EXERCISE SET:
**A.** From the forum post comparing full-frame and crop sensors, pull out word for word the passage that opens with the words containing "should I be" and closes with "have a problem.".
**B.** Continue the forum post comparing full-frame and crop sensors, starting right after its last sentence.

SOURCE EXTRACT:

-------------------------

# FX "Full Frame" vs DX "Crop Senor"



## paulraymond (Mar 11, 2012)

Hey Guys,

I don't have a camera yet but I'm really close to purchasing one.

Anyways, I have chosen the D7000.
The only characteristic that kind of bothers me is that it has a 24mmx16mm senor, it's not a full frame 35mm sensor.
Now, the camera is going to be used for taking photo's of my favorite soccer players for my new blog at From The Stands.

Now, because the D7000 is not a "full frame sensor" but what I would like to call a "Crop Sensor", is this the camera I should be investing in.
From what I've read so far about the difference in the two (35mm vs 24mm) is that it could work to my advantage because I'll be in the stands zooming into my object which would give me an additional 1.5 on my focal length. 

I've read that when you look into the view finder of a camera that has a "crop sensor", I'm automatically getting a x1.5 adjusted view.
should I be worried about this??

I have a feeling I should be worried about it when I'm at the top of the stadium and want to shoot down at the event, that is where I could have a problem.

-------------------------

Stored items
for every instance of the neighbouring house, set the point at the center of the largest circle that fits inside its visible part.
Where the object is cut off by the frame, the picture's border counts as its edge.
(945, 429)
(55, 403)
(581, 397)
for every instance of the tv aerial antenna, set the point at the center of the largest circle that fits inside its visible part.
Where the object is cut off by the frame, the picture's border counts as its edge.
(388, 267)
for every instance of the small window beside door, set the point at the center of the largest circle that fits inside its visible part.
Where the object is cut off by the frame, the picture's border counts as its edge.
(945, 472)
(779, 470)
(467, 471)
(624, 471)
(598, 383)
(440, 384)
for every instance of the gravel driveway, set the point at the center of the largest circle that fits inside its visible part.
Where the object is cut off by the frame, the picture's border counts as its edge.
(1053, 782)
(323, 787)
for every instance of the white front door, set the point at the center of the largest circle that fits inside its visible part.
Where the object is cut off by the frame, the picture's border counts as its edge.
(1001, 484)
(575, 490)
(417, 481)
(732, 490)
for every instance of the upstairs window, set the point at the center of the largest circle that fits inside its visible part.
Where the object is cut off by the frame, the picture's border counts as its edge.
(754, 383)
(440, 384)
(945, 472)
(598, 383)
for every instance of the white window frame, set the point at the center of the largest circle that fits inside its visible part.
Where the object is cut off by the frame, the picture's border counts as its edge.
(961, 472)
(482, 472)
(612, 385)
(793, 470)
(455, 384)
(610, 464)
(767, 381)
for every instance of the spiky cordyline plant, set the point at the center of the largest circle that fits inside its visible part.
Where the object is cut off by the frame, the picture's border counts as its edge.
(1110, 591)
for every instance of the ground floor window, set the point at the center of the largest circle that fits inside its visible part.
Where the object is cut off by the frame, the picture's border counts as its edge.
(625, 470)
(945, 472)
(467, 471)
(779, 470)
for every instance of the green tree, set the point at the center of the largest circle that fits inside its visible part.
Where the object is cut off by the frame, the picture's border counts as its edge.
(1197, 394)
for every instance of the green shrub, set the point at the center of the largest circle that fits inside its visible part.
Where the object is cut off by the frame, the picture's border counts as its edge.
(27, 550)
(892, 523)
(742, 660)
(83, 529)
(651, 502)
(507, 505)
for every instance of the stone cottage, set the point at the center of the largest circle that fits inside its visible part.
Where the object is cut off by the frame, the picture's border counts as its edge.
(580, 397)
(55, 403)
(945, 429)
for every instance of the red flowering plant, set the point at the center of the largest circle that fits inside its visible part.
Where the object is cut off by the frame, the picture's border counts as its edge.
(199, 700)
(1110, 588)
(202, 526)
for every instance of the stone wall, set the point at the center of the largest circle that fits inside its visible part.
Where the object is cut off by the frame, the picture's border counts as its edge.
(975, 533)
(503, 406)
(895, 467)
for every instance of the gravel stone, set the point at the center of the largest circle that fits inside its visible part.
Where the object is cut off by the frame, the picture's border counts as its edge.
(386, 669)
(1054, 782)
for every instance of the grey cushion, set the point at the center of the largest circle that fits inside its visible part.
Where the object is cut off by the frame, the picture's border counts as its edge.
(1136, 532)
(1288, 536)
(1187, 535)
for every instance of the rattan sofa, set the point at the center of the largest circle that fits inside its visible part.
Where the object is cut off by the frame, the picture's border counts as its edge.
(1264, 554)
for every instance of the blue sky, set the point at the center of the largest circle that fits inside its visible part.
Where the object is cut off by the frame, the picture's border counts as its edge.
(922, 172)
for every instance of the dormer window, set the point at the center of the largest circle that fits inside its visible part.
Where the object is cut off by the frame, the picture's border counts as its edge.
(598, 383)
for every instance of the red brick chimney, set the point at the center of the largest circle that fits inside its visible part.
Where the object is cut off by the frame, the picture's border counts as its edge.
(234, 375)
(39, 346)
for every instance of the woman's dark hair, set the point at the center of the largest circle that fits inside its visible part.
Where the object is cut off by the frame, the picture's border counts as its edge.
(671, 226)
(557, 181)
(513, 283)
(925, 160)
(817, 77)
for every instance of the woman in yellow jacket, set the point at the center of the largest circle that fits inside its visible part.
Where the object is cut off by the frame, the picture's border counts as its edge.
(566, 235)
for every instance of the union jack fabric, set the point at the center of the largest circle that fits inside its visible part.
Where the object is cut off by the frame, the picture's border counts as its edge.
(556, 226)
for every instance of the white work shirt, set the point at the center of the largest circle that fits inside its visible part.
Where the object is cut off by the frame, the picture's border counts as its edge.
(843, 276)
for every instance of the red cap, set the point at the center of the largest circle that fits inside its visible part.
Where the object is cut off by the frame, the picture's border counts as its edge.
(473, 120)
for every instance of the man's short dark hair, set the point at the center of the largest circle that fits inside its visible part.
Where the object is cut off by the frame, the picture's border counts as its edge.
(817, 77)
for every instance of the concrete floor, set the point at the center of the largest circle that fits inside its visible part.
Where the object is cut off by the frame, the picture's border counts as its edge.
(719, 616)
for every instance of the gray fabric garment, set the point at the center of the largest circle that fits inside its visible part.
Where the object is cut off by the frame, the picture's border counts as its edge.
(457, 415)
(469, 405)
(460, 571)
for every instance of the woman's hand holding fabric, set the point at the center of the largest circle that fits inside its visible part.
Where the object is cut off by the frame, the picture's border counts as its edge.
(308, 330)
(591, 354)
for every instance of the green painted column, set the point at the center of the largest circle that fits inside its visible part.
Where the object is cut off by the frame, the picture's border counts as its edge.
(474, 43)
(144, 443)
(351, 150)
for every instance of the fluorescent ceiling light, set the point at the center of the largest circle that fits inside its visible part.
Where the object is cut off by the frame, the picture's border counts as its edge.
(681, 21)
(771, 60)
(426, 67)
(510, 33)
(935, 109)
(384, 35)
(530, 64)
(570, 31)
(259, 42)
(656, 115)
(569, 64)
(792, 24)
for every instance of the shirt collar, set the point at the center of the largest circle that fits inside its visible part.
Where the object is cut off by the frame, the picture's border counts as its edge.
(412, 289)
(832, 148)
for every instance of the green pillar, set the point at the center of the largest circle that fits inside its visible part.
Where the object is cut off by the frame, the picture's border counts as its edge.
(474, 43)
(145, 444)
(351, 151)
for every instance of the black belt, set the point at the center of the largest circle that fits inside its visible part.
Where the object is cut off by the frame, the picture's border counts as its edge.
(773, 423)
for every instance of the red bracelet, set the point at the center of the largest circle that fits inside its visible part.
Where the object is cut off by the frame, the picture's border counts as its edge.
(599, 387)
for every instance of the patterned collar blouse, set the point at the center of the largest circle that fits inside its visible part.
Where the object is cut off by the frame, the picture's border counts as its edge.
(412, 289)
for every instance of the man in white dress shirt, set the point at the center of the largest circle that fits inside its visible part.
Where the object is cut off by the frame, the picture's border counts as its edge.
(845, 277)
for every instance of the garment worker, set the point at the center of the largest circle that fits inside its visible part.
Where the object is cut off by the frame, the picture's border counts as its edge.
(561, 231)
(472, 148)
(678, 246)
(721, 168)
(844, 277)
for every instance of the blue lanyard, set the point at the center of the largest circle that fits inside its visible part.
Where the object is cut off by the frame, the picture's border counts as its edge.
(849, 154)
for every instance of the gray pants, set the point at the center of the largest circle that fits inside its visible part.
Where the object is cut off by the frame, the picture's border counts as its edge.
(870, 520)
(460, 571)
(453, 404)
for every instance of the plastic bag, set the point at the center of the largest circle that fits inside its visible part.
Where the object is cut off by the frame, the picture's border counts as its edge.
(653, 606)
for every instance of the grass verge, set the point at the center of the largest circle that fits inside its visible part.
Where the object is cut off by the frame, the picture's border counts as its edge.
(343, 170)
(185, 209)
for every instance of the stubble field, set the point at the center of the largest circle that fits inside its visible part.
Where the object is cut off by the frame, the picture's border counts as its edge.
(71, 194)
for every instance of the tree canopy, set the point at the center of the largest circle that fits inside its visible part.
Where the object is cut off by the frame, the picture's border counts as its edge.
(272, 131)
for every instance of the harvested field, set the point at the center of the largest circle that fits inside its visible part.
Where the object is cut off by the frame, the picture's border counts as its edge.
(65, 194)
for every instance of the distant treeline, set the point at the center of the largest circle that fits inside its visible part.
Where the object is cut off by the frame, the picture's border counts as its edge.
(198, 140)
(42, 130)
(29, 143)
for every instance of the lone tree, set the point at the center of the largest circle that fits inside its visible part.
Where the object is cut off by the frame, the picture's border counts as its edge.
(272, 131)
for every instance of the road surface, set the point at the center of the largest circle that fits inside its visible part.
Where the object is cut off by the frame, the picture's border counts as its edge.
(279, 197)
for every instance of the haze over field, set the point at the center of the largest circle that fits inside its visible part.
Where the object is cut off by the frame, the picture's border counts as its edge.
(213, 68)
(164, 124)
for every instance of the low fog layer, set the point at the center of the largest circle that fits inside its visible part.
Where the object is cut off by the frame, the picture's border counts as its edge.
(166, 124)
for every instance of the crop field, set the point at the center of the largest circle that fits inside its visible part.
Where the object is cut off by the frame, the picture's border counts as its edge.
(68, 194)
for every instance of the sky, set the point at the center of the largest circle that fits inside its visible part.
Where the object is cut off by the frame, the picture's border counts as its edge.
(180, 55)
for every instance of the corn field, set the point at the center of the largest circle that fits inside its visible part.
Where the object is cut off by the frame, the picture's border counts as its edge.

-------------------------

EXPECTED RESULTS:
**A.**
should I be worried about this??

I have a feeling I should be worried about it when I'm at the top of the stadium and want to shoot down at the event, that is where I could have a problem.

**B.**
but at the same time, I don't think it's that much of a justifiable excuse to purchase the full frame.

Let me know..


----------



## 2WheelPhoto (Mar 11, 2012)

hi, why not google it or search the forum


----------



## Trever1t (Mar 11, 2012)

the D7000 is a crop sensor body. What you see in the viewfinder is relative to what is recorded. Good camera, enjoy!


----------



## SCraig (Mar 11, 2012)

2WheelPhoto said:


> hi, why not google it or search the forum


What he said.  Since I started here in November I've seen a half dozen posts on the same subject.

Personally I have 3 APS-C cameras, Nikon D60, D90, and D7000, and love them.  For what I shoot the crop sensor is an advantage so I'm pleased with my decision.


----------



## Rhodes454 (Mar 11, 2012)

paulraymond said:


> From what I've read so far about the difference in the two (35mm vs 24mm) is that it could work to my advantage because I'll be in the stands zooming into my object which would give me an additional 1.5 on my focal length.


   Just to be clear, you know that there is no increase in magnification, right? 300mm is still 300mm, you just get less of the scene to look at (cropped).


----------



## Netskimmer (Mar 11, 2012)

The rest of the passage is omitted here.